→ **EXTRACT**
──────────
Is kindness inherited behavior? Is it learned behavior? What must it be like to have never felt kindness from an unknown person. Does a kindness belief system exist?

As groups of people across sectors go about life proving themselves to be different, privileged, superior or better than others, or extending some level of kindness only to others within their group, are they sustaining systems that actually limit kindness?

Can you personally confess to finding it easier to be rude than kind? These questions don’t feel so out of place during the holiday season. So, shall we chat about them for a bit?  I’ll be kind enough to get us started.

People behave unkindly, mean, sarcastic and rude to others because they let themselves grow into a space where it is simply easier than kinder alternative actions. When things are easy for humans, humans feel smarter, relevant, more validated, even empowered. We double down in confusing ourselves about what kindness is and our children follow us down these easy-slide slopes.

Research shows that performing acts of kindness increases life satisfaction, positive mood, reduces fear and anxiety. We will always encounter people with whom we disagree – we might feel uncomfortable around them. Their views might make us angry. All this in a world where most people feel comfortable reminding others of their weaknesses. 

I like the definition that says kindness is lending someone your strength rather than reminding them of their weaknesses. Fact is, and most of us know it as quiet truth: breaking barriers without holding judgement and criticism, helps us all to get to know people better. Hence, we grow.

Experiencing and extending kindness produces oxytocin – that hormone in both men and women that makes us desire and enjoy people and intimacy, touch, loving, nurturing and even carrying a child through the miracle of birth. It’s the ‘love hormone’ that literally advances life. This science tells us that we are more likely to perform a thoughtful deed when someone does it for us or even by merely witnessing generosity.  We are in turn, stimulated to do more acts of good.

In short time paying forward has a domino effect. It’s also like “Helper’s High” – a phenomenon coined through research at Emory University. Being kind to another person lights up the brain’s pleasure corridors as both the recipient and the giver of the good deed.
──────────
→ **REQUIRED WORK**
[a] Which university's research does the kindness essay credit with coining the term "Helper's High"?
[b] Retype the kindness essay from "Is kindness inherited" up to and including "belief system exist?".
The records that come after the kindness essay are separate material and aren't connected to it.
──────────
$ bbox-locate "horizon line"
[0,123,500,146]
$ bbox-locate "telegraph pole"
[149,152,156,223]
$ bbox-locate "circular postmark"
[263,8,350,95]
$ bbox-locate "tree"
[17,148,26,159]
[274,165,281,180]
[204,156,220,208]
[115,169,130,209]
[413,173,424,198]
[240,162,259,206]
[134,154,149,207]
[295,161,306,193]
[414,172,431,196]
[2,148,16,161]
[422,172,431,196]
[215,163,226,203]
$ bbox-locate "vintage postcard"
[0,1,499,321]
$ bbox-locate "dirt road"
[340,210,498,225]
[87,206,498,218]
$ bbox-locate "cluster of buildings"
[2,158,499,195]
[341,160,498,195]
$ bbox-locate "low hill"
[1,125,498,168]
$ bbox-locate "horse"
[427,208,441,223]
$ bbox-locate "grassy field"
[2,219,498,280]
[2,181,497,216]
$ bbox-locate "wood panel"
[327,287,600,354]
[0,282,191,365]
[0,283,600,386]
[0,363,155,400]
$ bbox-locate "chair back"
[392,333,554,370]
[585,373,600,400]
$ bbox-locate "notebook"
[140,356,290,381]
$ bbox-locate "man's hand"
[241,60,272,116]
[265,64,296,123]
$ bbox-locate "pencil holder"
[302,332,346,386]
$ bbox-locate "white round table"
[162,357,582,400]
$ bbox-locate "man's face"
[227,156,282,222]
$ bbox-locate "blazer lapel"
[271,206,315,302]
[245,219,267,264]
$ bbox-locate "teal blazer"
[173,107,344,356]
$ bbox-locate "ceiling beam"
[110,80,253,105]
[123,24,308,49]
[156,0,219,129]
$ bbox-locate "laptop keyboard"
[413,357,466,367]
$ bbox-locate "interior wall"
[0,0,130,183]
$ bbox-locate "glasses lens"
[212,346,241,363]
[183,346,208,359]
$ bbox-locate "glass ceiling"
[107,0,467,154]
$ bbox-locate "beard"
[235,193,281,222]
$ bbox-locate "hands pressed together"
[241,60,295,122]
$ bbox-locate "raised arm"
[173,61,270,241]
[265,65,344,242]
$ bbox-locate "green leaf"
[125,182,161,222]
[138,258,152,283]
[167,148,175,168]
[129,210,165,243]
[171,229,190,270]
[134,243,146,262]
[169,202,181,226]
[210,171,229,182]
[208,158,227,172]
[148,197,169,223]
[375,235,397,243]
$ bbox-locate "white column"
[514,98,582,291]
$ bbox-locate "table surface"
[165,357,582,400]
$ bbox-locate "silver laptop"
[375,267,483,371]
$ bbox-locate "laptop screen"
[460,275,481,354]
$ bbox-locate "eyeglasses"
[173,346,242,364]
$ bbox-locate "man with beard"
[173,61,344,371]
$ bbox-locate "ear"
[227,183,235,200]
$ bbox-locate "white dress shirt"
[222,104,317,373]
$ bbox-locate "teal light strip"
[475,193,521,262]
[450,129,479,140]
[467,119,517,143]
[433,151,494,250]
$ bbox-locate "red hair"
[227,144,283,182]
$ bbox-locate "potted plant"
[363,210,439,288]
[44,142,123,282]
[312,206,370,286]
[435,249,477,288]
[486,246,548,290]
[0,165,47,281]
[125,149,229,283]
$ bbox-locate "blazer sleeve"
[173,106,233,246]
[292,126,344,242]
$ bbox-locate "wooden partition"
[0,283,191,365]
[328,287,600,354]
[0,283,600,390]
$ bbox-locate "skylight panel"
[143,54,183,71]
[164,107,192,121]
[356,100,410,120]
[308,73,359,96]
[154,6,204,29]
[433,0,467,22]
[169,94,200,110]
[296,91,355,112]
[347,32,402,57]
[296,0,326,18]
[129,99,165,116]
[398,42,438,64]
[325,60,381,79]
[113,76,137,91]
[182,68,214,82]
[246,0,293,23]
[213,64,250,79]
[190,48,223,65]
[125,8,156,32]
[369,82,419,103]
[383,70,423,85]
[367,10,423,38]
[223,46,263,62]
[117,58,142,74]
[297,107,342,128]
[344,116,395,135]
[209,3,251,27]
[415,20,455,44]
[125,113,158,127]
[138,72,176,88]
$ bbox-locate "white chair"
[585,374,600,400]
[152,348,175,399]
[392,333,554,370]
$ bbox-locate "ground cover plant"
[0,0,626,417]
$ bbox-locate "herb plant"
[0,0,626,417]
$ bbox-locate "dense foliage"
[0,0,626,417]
──────────
→ **RESPONSES BY TASK**
[a] Emory University

[b]
Is kindness inherited behavior? Is it learned behavior? What must it be like to have never felt kindness from an unknown person. Does a kindness belief system exist?